During the first quarter of 2006 Omega Navigation’s fleet was comprised only of its two drybulk carriers. During the second quarter 2006, the Company expanded its fleet and took delivery of four of its six double hull product tankers that it had agreed to acquire at the time of its IPO. The fifth product tanker “Omega Princess” was delivered on July 3, 2006, and the sixth product tanker “Miltiadis”, to be renamed the “Omega Lady Miriam” is scheduled to be delivered on August 1, 2006.
The “Omega Lady Miriam”, is a Panamax (LR1) double hull product tanker of 71,500 deadweight tons (“dwt”), built by STX, South Korea in 2004. It will be employed under a long-term time charter to ST Shipping & Transport (Glencore International AG), until July 2009 at a daily time charter hire rate of $24,000, with a profit sharing arrangement according to which Omega Navigation will receive 100% of the vessel’s daily time charter earnings between $24,000 and $25,500 per day and time charter earnings in excess of $ 25,500 will be divided equally between Omega Navigation and Glencore International AG.
The acquisition of the “Omega Lady Miriam” is to be funded in part with a portion of the net proceeds of the Company’s initial public offering and in part with debt under a senior secured credit facility provided by HSH-Nordbank AG. Omega Navigation has selected VShips as the technical manager for the “Omega Lady Myriam” which also manages the “Omega Lady Sarah”, the “Omega Princess” and the “Omega Prince”.

# Work to do
Carry on the passage about Omega Navigation's fleet expansion, starting right after its last sentence. The listing that follows has no connection to the passage about Omega Navigation's fleet.

[Data lines]
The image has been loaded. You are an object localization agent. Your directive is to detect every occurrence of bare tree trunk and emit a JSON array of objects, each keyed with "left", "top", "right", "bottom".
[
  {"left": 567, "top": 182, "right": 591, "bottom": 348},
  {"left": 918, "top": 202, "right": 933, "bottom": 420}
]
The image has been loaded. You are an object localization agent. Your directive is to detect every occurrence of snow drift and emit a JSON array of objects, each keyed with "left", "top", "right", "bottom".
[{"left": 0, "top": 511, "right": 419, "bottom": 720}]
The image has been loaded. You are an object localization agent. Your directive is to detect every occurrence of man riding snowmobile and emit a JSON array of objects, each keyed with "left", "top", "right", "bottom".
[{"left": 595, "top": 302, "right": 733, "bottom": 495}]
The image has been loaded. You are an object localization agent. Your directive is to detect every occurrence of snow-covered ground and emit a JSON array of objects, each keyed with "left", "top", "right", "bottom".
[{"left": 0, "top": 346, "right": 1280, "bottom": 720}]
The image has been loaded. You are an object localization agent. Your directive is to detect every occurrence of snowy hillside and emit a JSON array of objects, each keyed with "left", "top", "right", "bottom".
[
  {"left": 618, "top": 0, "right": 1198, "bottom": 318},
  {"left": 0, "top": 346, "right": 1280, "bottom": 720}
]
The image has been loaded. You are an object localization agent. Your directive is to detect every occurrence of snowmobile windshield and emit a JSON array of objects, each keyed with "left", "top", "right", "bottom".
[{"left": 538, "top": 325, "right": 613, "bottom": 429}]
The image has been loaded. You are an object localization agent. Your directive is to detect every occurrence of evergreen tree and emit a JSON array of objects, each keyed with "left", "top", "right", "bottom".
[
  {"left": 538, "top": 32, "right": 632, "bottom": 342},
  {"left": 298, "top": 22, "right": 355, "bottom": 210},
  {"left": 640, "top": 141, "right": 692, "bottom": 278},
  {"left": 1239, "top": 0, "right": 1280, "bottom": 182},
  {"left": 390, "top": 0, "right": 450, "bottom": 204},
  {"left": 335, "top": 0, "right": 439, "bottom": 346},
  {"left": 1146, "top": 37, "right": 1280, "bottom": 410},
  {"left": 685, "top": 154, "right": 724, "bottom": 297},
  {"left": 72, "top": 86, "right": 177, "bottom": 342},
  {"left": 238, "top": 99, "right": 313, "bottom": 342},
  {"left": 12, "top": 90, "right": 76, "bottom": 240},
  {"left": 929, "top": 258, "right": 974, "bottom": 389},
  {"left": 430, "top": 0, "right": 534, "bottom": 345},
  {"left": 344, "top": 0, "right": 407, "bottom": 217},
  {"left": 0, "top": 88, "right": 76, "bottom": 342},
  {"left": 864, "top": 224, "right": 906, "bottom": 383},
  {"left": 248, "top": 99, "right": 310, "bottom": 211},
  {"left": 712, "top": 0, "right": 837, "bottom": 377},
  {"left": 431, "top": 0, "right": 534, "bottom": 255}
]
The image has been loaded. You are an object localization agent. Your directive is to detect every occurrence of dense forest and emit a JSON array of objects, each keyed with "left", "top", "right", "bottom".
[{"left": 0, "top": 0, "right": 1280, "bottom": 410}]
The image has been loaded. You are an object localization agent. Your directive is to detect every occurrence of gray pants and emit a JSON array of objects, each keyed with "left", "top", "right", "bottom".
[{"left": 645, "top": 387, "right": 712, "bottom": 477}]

# Output of the exercise
George Kassiotis, President and Chief Executive Officer of Omega Navigation, commented: “Our technical managers for our product tankers are VShips and Singapore-based Eurasia Shipmanagement. VShips is one of the world's largest independent ship management companies with 44 offices in 26 countries. Eurasia has managed the “Omega Queen” and “Omega King” since their delivery from the shipyard. Our cooperation with Eurasia enhances Omega's presence in Asia and increases potential business development opportunities. Our technical manager for our dry bulk vessels is Target Marine S.A., which has 20 years of ship management experience. We believe that having more than one manager gives a good benchmark against each other and better access to crewing”.
Fleet Profile and Employment:
The table below describes the profile and employment of the Company’s fleet:
| | | | | | | | |
Vessel | Sister | Year | Deadweight | Type | Delivery | Daily | | Redelivery |
| Ships (1) | Built
| (dwt)
| | Date
| Hire Rate (2) | | |
CURRENT FLEET (Vessels already delivered to ONAV) | | | | | |
Dry Bulk Carrier | | | | | | | | |
Ekavi I | A | 2004 | 52,800 | Handymax | Apr-05 | $17,000 | | Mar-May-07 |
Electra I | A | 2004 | 52,800 | Handymax | Apr-05 | $25,000 | | Apr-Jun-07 |
Panamax Product Tanker | | | | | | | | |
Omega Queen | D | 2004 | 74,999 | LR1 | May-06 | $26,500 | (5) | May-09 |
Omega King | D | 2004 | 74,999 | LR1 | Jun-06 | $26,500 | (5) | Jun-09 |
Omega Lady Sarah(ex Iasonas) | C | 2004 | 71,500 | LR1 | Jun-06 | $24,000 | (4) | Jun-09 |
Omega Lady Miriam(ex Miltiadis) | C | 2003 | 71,500 | LR1 | Aug-06 | $24,000 | (4) | Jul-09 |
Handymax Product Tankers | | | | | | | | |
Omega Prince (ex Aris) | B | 2006 | 36,680 | Ice Class 1A | Jun-06 | $21,000 | (3) | Jun-09 |
Omega Princess (ex Adonis) | B | 2006 | 36,680 | Ice Class 1A | Jul-06 | $21,000 | (3) | Jun-09 |
FLEET TOTAL (DWT): | | | 471,958 | | | | | |
1) Each vessel is a sister ship of each other vessel that has the same letter.
(2) This table shows gross charter rates and does not include brokers’ commissions, which are 5.0% of the daily time charter hire rate for the dry bulk carriers and 1.25% of the daily time charter rate for the product tankers.
(3) Plus any additional income under profit sharing provisions of the charter agreements with D/S Norden A/S. The Company has granted the charterers the option to extend the charter for 12 months at a minimum daily time charter hire rate of $24,000.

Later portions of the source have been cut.